___ DATA FOR PROCESSING
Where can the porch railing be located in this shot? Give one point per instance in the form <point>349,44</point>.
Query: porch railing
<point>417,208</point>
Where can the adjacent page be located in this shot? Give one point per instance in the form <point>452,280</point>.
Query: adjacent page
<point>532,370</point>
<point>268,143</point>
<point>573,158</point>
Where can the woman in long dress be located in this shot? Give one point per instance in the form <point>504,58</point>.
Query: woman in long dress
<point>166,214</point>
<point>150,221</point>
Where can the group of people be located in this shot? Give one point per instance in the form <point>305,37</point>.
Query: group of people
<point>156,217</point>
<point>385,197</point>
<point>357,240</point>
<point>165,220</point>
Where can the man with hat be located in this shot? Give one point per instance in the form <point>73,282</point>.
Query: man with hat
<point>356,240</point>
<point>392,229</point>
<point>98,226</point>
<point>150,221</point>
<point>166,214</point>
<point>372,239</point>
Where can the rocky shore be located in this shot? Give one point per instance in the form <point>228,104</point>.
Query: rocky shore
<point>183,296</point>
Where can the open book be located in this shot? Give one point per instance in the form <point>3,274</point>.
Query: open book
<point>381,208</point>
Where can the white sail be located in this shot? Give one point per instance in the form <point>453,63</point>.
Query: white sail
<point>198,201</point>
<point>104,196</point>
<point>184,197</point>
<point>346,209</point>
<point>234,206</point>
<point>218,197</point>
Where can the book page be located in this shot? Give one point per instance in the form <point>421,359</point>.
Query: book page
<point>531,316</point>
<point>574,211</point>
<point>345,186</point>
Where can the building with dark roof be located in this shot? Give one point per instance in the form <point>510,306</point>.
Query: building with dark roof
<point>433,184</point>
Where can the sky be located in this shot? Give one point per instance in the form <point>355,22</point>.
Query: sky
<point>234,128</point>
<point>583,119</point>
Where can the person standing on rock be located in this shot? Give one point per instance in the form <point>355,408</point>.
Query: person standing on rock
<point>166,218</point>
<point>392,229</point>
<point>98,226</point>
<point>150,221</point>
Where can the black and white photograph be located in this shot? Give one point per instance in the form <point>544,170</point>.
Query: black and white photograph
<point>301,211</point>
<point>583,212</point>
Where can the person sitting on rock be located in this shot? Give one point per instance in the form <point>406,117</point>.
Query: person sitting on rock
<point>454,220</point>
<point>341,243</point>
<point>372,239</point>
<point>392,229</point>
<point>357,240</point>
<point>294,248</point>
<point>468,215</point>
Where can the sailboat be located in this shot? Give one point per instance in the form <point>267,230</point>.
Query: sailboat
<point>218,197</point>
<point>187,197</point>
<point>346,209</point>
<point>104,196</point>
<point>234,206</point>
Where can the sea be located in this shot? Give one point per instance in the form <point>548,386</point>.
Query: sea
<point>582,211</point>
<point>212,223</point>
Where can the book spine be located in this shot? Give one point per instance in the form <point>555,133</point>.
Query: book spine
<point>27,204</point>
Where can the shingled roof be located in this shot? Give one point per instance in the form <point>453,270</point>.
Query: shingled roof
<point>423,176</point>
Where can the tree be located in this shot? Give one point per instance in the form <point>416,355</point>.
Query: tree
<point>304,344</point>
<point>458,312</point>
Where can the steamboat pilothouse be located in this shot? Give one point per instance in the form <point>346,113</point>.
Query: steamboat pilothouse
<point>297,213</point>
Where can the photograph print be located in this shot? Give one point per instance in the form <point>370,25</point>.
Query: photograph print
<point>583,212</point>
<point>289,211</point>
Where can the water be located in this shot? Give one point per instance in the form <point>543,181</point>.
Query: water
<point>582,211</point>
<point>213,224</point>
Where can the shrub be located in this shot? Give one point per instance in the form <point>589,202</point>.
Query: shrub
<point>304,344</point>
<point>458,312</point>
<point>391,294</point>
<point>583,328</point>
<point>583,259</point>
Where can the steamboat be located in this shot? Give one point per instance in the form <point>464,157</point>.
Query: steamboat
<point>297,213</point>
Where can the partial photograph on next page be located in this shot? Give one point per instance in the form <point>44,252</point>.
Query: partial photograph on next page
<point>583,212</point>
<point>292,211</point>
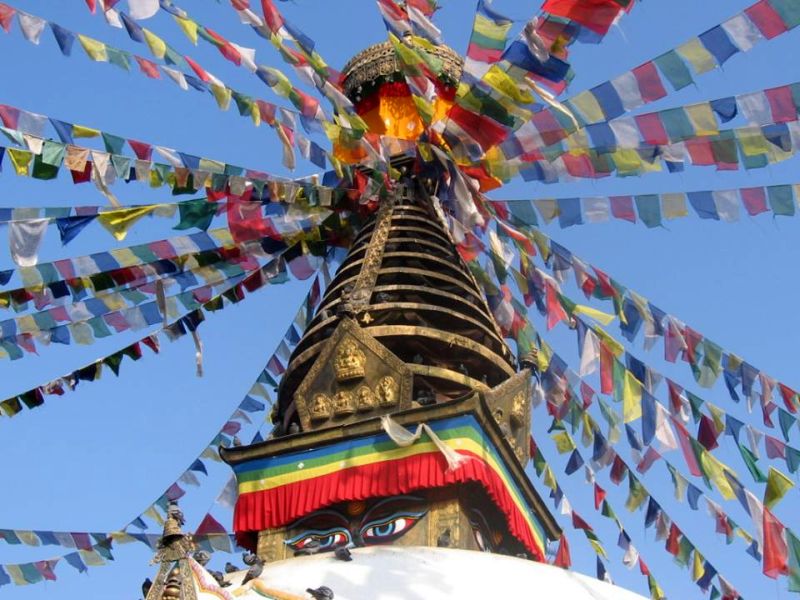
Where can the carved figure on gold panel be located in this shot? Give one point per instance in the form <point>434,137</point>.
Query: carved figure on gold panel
<point>387,391</point>
<point>343,403</point>
<point>365,399</point>
<point>320,408</point>
<point>350,362</point>
<point>518,410</point>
______
## EXERCISE OBJECTIVE
Exactly as written, set down the lines from the line holding "Where can the photograph" to the last line of the data, both ends included, pictures excluded.

## ANSWER TO THIS TASK
Where can the photograph print be located in this shot? Give one point per instance in the form <point>370,25</point>.
Query: photograph print
<point>583,212</point>
<point>289,211</point>
Where can the water be located in this shot? Give one point per instance in the form <point>543,181</point>.
Query: water
<point>582,211</point>
<point>213,224</point>
Where can the shrub be located in this shot? Give one point per instance in the form <point>589,202</point>.
Query: shrub
<point>304,344</point>
<point>458,312</point>
<point>391,294</point>
<point>583,328</point>
<point>583,259</point>
Where can the steamboat be located in this shot? Give one point per instance in the form <point>464,157</point>.
Query: steamboat
<point>297,213</point>
Where can the partial photograph on next page be located in this shot? Give one point per instance in the form <point>44,252</point>.
Query: partial photograph on next page
<point>583,212</point>
<point>292,211</point>
Where can the carved figure on gold panel be located in this shot? Give one point per instance in the form <point>434,137</point>.
Query: carved figure on gold panel
<point>387,391</point>
<point>343,403</point>
<point>365,399</point>
<point>320,408</point>
<point>350,362</point>
<point>518,410</point>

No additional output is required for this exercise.